Por Carlos Lopes Pereira*
Faz agora meio século. Foi a 17 de
Janeiro de 1961 que agentes do colonialismo belga e do imperialismo
norte-americano, com a conivência de traidores congoleses, assassinaram
de forma bárbara Patrice Lumumba, combatente da independência da sua
terra e primeiro chefe do governo da República do Congo. Apesar de ter
desaparecido há 50 anos, ainda muito jovem, a sua figura emerge hoje
como a de um patriota íntegro e corajoso, de um lutador anticolonialista
e anti-imperialista. Em África, na Ásia e na América Latina, diferentes
gerações de revolucionários admiram-no, a par de Kwame Nkrumah, Amílcar
Cabral, Agostinho Neto ou Samora Machel, como um herói da libertação
africana cujo legado se mantém actual e inspira novas lutas pela
emancipação social dos povos do continente e de todo Mundo.

- - -

## [DESCRIÇÃO DA TAREFA]
Extraia, na íntegra e sem qualquer alteração, o texto sobre Patrice Lumumba. O material que se segue não desempenha qualquer papel neste exercício.

## [EXCERTOS DO MATERIAL]
- - -

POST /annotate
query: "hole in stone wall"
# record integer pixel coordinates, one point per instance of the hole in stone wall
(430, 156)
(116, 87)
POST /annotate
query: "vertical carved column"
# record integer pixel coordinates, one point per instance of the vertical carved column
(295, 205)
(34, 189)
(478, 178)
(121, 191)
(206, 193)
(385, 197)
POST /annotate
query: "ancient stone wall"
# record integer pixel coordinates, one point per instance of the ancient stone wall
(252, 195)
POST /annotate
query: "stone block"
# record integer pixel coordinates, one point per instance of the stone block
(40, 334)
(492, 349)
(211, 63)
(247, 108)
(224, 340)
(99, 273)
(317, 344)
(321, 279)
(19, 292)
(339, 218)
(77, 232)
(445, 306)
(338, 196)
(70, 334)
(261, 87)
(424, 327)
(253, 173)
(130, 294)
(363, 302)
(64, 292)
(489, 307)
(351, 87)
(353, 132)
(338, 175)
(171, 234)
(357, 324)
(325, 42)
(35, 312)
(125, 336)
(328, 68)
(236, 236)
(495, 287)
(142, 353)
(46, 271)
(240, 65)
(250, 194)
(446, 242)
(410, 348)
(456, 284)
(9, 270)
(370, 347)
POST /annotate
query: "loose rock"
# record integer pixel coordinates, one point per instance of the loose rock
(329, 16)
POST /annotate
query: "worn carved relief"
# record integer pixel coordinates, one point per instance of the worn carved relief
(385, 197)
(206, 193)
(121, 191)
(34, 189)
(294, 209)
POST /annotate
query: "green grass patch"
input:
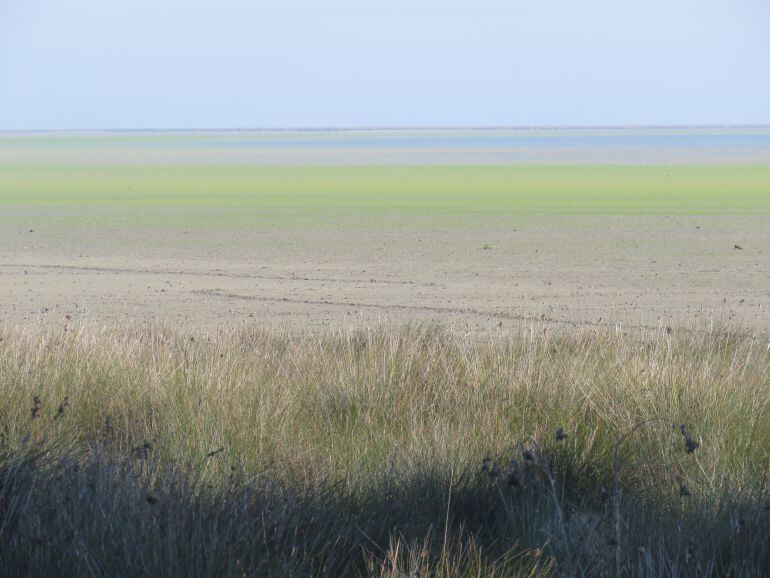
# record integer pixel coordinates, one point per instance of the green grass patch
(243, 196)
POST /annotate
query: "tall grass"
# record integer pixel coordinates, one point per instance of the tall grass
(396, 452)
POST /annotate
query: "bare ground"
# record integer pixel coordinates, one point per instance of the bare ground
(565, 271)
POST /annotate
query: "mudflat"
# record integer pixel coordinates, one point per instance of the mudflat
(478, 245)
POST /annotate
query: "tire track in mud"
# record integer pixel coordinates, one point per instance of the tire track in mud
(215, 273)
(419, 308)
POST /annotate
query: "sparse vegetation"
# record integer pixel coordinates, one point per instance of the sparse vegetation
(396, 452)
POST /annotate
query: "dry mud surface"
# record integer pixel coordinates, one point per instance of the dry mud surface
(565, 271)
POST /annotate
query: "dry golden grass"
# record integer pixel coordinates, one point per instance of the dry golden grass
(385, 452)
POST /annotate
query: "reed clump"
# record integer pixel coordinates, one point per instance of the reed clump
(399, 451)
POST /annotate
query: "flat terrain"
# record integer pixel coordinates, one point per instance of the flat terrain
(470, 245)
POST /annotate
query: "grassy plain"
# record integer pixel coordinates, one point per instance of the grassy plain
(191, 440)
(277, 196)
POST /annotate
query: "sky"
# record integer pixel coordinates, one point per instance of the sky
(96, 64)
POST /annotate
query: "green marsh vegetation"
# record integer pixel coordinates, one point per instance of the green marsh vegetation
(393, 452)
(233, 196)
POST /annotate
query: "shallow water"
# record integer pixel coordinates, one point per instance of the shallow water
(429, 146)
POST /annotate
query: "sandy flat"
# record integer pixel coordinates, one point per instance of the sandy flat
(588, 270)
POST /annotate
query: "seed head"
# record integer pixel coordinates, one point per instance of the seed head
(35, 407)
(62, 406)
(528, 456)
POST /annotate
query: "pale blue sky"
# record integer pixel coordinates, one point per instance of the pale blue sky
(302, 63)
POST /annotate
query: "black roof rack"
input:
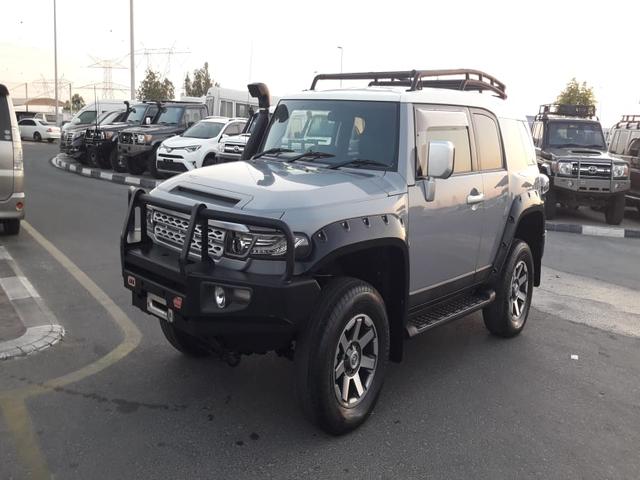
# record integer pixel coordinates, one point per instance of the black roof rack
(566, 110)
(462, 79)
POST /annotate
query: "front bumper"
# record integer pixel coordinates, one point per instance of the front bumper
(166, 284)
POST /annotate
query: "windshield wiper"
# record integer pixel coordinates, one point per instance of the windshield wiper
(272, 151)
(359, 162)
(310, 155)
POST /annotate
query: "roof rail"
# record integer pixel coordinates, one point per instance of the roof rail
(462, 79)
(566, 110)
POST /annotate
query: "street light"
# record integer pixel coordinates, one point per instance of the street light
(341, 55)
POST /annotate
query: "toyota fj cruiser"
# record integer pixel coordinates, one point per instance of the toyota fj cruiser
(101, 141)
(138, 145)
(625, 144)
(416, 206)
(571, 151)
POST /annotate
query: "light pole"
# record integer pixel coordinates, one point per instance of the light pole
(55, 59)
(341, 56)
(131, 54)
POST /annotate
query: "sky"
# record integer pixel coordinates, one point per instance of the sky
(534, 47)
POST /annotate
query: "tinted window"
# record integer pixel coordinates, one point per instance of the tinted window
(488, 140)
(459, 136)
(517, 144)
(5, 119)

- - -

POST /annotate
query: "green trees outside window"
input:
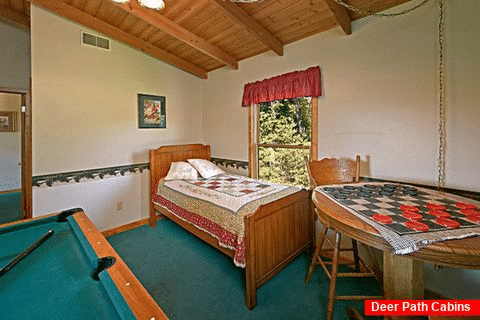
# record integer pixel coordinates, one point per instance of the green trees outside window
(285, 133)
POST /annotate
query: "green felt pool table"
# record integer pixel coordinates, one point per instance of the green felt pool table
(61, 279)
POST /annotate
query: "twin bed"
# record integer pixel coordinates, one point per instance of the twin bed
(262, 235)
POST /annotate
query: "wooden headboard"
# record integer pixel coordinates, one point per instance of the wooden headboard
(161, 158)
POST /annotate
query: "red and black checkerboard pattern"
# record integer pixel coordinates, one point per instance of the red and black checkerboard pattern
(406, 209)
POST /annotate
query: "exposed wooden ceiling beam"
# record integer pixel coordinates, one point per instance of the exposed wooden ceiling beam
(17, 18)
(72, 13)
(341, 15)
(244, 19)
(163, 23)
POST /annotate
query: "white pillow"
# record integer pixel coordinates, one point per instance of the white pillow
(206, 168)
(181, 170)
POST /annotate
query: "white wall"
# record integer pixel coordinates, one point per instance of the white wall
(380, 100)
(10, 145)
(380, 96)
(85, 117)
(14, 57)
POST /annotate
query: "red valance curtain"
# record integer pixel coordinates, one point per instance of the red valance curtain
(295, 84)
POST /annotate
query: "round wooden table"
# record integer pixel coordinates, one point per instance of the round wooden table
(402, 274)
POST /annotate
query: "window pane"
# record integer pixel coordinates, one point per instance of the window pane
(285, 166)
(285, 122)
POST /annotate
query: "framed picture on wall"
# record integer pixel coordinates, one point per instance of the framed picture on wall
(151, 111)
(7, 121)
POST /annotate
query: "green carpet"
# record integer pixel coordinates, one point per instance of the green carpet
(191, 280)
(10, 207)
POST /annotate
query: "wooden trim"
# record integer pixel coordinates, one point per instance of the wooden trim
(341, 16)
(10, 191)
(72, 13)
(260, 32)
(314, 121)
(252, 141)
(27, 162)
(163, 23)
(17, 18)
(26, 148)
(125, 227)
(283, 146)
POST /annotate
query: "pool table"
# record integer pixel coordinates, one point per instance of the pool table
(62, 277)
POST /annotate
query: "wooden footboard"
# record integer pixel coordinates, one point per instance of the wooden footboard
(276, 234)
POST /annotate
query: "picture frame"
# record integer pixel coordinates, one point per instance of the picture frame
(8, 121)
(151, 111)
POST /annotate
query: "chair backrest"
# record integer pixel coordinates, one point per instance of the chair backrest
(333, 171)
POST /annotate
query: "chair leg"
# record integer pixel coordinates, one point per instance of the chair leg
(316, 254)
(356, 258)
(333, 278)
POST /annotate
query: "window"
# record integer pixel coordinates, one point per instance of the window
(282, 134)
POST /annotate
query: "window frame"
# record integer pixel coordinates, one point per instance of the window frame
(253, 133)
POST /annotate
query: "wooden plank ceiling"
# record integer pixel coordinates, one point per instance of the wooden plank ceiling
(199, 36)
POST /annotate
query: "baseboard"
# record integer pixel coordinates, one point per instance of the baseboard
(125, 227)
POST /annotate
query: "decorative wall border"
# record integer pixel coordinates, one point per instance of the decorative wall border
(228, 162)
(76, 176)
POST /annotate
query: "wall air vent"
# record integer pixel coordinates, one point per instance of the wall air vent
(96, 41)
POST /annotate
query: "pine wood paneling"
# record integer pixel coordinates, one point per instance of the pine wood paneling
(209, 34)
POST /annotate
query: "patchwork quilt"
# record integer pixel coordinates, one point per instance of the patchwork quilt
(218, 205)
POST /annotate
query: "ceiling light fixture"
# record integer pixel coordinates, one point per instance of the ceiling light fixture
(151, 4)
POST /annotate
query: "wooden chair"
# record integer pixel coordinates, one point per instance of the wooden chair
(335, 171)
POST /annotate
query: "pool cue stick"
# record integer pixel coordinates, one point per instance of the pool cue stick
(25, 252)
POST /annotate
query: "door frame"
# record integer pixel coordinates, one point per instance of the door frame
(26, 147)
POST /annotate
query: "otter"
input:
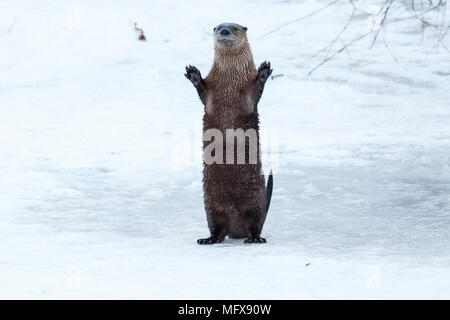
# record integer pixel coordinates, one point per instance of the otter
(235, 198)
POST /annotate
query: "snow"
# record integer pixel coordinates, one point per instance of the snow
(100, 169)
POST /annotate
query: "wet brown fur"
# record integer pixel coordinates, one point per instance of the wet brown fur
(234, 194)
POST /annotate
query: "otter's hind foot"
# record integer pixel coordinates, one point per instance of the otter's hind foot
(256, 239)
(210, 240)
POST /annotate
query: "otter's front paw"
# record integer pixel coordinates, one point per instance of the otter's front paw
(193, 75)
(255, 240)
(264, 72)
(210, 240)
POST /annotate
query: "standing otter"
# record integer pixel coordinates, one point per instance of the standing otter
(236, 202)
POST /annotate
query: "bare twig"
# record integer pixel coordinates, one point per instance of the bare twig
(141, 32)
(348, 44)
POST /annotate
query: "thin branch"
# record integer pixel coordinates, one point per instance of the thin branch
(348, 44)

- - -

## [RESULTADO DO EXERCÍCIO]
Por Carlos Lopes Pereira*
Faz agora meio século. Foi a 17 de
Janeiro de 1961 que agentes do colonialismo belga e do imperialismo
norte-americano, com a conivência de traidores congoleses, assassinaram
de forma bárbara Patrice Lumumba, combatente da independência da sua
terra e primeiro chefe do governo da República do Congo. Apesar de ter
desaparecido há 50 anos, ainda muito jovem, a sua figura emerge hoje
como a de um patriota íntegro e corajoso, de um lutador anticolonialista
e anti-imperialista. Em África, na Ásia e na América Latina, diferentes
gerações de revolucionários admiram-no, a par de Kwame Nkrumah, Amílcar
Cabral, Agostinho Neto ou Samora Machel, como um herói da libertação
africana cujo legado se mantém actual e inspira novas lutas pela
emancipação social dos povos do continente e de todo Mundo.